RAW DATA.
*** Block opens ***

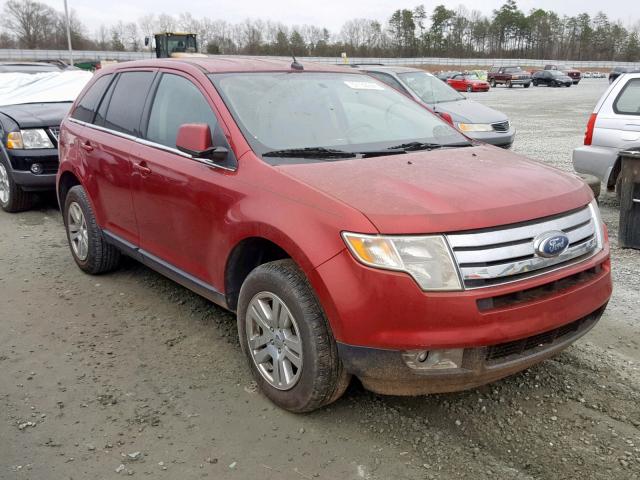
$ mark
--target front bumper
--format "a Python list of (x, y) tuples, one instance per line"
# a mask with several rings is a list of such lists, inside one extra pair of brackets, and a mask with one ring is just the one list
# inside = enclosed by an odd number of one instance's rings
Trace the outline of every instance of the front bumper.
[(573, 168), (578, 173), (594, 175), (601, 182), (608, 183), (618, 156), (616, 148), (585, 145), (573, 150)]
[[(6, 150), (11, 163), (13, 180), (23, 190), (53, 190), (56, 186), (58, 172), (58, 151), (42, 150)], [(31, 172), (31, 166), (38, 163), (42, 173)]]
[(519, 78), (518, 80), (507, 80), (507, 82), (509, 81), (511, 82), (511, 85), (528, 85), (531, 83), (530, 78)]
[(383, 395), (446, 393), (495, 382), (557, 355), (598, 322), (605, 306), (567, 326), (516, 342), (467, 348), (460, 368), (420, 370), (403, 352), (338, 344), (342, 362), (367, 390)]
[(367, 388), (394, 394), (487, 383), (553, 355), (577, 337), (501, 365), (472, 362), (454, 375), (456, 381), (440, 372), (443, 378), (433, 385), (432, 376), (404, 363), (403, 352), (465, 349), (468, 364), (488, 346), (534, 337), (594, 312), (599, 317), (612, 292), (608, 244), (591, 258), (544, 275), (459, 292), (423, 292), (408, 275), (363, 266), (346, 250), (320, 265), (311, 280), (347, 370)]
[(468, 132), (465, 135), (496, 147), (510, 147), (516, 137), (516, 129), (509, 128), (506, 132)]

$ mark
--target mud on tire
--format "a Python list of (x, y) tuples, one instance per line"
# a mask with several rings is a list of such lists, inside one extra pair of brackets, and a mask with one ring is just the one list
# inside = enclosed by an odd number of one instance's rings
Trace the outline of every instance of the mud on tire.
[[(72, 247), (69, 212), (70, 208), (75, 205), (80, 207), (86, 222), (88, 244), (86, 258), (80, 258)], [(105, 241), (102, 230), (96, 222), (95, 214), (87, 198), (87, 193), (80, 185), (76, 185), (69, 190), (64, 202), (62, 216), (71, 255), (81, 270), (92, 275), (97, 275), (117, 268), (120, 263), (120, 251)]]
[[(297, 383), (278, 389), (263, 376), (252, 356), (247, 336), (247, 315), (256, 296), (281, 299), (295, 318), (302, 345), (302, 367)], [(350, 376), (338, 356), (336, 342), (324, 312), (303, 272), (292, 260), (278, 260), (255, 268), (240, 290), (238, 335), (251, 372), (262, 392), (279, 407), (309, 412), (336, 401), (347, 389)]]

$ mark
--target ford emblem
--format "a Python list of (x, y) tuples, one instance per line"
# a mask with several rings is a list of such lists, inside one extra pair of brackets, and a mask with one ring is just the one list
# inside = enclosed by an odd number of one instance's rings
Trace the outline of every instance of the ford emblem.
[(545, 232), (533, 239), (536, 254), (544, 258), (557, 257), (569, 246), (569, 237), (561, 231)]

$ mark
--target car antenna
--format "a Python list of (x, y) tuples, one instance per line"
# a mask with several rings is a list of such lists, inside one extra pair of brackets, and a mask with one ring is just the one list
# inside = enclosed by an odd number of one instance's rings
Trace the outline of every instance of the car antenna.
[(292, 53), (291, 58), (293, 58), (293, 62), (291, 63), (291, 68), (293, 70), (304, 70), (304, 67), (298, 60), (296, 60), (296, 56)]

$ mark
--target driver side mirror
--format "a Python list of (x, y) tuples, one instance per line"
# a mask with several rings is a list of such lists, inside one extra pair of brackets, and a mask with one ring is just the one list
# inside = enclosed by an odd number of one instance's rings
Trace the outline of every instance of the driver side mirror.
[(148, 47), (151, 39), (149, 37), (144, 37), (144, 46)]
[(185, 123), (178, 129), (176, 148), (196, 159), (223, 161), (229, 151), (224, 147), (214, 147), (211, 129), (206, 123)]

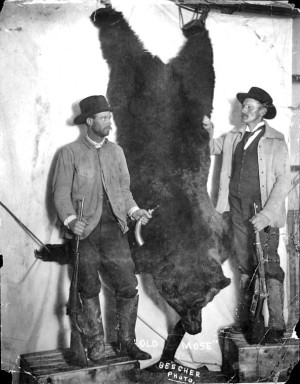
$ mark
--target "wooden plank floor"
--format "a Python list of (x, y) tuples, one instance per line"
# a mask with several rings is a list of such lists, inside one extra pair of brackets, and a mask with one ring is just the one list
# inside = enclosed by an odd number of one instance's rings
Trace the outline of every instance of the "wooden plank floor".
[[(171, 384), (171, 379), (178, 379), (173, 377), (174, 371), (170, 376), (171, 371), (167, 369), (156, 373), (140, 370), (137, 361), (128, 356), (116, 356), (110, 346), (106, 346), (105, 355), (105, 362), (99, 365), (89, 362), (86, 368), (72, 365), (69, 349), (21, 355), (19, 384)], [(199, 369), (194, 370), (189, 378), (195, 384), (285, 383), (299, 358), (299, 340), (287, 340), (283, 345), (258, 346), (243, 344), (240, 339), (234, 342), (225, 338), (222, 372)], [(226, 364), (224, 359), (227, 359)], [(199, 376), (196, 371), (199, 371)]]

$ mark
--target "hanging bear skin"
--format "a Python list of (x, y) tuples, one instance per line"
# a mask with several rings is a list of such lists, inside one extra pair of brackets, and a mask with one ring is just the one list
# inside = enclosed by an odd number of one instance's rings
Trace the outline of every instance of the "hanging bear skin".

*** Block closes ***
*** Block opens ***

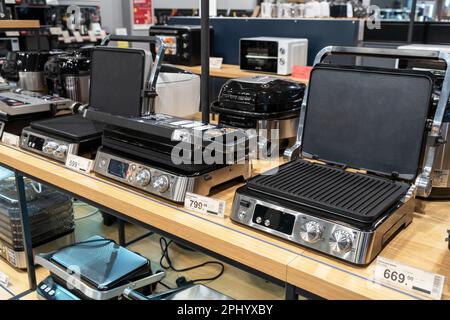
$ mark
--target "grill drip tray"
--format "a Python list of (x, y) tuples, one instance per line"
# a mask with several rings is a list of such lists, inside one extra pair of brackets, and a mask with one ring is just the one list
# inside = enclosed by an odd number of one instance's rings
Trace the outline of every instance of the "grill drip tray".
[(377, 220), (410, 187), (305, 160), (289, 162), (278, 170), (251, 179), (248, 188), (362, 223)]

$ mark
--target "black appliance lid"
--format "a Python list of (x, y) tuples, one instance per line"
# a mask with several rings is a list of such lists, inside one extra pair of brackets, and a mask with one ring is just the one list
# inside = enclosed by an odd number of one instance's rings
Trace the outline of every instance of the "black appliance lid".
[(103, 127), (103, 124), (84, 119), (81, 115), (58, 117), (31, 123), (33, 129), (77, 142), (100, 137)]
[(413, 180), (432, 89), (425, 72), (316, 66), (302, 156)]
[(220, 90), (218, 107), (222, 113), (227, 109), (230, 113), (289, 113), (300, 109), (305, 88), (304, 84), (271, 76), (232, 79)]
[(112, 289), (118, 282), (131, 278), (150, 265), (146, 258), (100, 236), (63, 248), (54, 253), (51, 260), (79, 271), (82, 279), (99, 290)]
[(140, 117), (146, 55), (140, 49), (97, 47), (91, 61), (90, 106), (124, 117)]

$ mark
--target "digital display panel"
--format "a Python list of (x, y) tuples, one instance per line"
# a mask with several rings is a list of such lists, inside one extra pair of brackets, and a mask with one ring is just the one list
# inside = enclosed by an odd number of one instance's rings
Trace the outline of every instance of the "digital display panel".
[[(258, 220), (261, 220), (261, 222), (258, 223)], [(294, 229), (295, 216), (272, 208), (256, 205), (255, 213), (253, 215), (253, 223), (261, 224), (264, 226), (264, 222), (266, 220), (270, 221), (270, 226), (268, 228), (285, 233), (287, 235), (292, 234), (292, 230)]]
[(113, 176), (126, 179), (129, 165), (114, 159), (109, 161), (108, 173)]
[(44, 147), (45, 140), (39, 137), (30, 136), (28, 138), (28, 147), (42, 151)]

*** Block closes ***

TRY IT.
The required output is every line above that contains the string "target".

EXPECTED ANSWER.
--target front bumper
--target mud on tire
--target ford emblem
--target car antenna
--target driver side mirror
--target "wooden plank floor"
--target "hanging bear skin"
--target "grill drip tray"
--target "black appliance lid"
--target "digital display panel"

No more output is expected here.